Directions for this task.
Write out the records below word for word, please.

_ _ _

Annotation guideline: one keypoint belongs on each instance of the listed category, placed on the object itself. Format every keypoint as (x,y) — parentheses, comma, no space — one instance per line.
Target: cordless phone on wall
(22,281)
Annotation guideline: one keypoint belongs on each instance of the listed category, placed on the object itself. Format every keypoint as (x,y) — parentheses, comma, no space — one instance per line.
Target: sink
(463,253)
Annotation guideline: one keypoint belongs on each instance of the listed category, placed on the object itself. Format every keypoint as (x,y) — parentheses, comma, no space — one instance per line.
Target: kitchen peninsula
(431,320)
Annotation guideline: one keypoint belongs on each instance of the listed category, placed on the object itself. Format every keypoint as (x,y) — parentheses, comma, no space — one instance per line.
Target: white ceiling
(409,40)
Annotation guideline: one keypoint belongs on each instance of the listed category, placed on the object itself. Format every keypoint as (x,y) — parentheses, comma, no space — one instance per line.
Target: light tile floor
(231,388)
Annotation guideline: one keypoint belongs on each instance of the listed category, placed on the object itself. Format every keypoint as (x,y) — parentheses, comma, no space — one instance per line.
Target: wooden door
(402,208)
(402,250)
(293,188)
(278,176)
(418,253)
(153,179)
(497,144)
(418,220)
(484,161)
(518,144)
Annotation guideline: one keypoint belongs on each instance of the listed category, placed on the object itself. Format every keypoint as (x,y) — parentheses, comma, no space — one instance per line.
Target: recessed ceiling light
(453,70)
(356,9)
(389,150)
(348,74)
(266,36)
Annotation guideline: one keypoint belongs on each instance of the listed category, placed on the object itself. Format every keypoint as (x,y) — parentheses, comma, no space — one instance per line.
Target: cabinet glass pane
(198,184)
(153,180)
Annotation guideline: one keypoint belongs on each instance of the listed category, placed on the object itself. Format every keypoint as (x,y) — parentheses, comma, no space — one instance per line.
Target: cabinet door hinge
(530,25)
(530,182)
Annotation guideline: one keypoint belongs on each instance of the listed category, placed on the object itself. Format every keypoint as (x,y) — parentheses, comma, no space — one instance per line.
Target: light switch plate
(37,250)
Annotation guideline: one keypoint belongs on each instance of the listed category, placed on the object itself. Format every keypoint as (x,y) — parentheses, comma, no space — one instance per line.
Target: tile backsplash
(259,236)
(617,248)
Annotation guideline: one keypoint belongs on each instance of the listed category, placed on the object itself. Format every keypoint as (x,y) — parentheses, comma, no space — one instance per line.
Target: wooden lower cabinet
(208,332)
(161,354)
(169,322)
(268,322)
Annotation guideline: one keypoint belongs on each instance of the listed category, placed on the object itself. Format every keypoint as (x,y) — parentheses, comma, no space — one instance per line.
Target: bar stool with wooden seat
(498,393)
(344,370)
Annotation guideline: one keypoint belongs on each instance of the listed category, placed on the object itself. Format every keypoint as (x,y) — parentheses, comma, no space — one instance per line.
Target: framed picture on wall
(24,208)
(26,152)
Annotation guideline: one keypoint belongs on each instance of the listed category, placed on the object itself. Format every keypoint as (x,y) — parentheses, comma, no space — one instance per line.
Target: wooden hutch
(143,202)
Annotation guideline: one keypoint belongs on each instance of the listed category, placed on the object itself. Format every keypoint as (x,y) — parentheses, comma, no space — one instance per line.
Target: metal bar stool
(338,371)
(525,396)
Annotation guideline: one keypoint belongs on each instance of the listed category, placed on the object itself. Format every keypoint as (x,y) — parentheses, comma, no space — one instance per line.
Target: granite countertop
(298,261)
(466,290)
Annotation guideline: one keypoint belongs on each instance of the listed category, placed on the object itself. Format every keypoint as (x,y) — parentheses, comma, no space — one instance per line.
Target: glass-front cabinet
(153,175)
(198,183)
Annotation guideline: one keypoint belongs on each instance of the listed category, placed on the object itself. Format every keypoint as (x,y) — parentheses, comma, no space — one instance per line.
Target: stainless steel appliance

_ _ _

Solution to the problem.
Annotation guideline: one keypoint belongs on each instance of the listed category, placed on the object itself. Format every keypoint as (x,y) — parentheses, comma, no space — one instance per line.
Target: cordless phone on wall
(22,281)
Annotation guideline: one keypoint belongs on each instance of the listed category, placed on the object itself. Format every keypoint as (x,y) — parentheses, comma, no space — one instance per line.
Target: sink
(463,253)
Annotation guideline: one keypoint belongs on each instance of the listed category, placed on the object itself. Format every keypoint as (x,y) — parentheses, comma, no space — one instance per line.
Target: kitchen peninsula
(431,320)
Annotation guideline: one keypoint belongs on each instance of the listed category, placed on the object itself. Format every keypoint as (x,y) — parentheses, comma, no space — one instance per line.
Target: white ceiling
(409,40)
Annotation guideline: one keypoint belongs on each instance of the listed category, placed on the object itself. Format every keypoint as (x,y) — parentheses, comma, no space — one instance per line.
Target: light tile floor
(231,388)
Annotation guideline: one keypoint belongs on each instance of the listed category, placed on the object itself. Format every keypoint as (x,y) — parentheses, comma, no space — one instance per line.
Target: wooden door
(402,208)
(402,250)
(293,188)
(278,176)
(418,253)
(153,179)
(497,144)
(418,220)
(484,161)
(518,144)
Annotation guideline: one keypoint belongs on each instance of the listed category, placed on the object itself. Format every keypoint as (x,y) — parentheses, comma, no space — one instance per line.
Target: recessed ceiling light
(453,70)
(356,9)
(389,150)
(348,74)
(266,36)
Annotation guideline: one keypoint belongs on each instance of the listed category, placed on the object itself. Format every keypoint as (x,y) — parentheses, comma, no space — one instance per line.
Target: cabinet glass pane
(198,184)
(153,180)
Annotation guideline: one keypoint belongs on each instance of the listed category, placed on the object itself. Format every keypoint as (x,y) — parentheses, comma, no space — one instance per line.
Target: cabinet door hinge
(530,25)
(530,182)
Annotation guideline: one keypoint belongs on each instance of the listed category, placed on the object itself. Format every keypoint as (x,y) — parentheses, comma, no space — one instance per line.
Target: light switch plate
(37,250)
Annotation guideline: one keypoint belongs on each instance of the listed category, placed on the object itself. Format every keypoint as (x,y) — parentheses, comma, no space — one instance per line.
Target: tile backsplash
(259,236)
(617,248)
Annotation guideline: one keypoint belongs on each instance of the listed category, placed on the object itself. Format every keypoint as (x,y) — parentheses, comma, no space — one instance per line.
Target: wooden lower cabinet
(208,332)
(161,354)
(169,322)
(268,322)
Annotation guideline: one keypoint belongs on each instance of the listed category, placed on the object itself. Format every keypoint as (x,y) — parentheses, comma, no space — one instance per line.
Target: bar stool with wooden seat
(498,393)
(344,370)
Annotation guideline: one keypoint belongs on each instance of the listed category, placed on the object itself. Format every keypoint as (x,y) — parentheses, comma, no space — one instance per line.
Target: framed picture on wall
(24,208)
(26,152)
Annotation guideline: one keypoint belongs on each instance of the listed category, placed on the object itself. Format every keypoint as (x,y) — parentheses, comma, no space — one instance per line.
Target: wooden hutch
(143,202)
Annotation guideline: one keypoint belongs on each instance of the listed category, placed on the object itself. Format every keypoint as (x,y) — parentheses, comma, no space — one instance per line.
Target: metal bar stool
(338,371)
(525,396)
Annotation guideline: one keypoint belongs on each instance of the listed category, placed on the object itself. Format every keypoint as (x,y) — parentheses, comma, no space — one instance per line.
Target: granite countertop
(298,261)
(466,290)
Annotation guideline: one keypoint belongs on each instance of the listed category, placed on the object itself. Format every keypoint as (x,y) — parentheses, comma, no space — one instance per line.
Target: glass-front cabinet
(153,175)
(198,183)
Annotation guideline: one keypoint belongs on each instance of the listed category, placed on the object itself. Format every keypoint as (x,y) — parentheses, comma, no space — one instance per line.
Target: stainless steel appliance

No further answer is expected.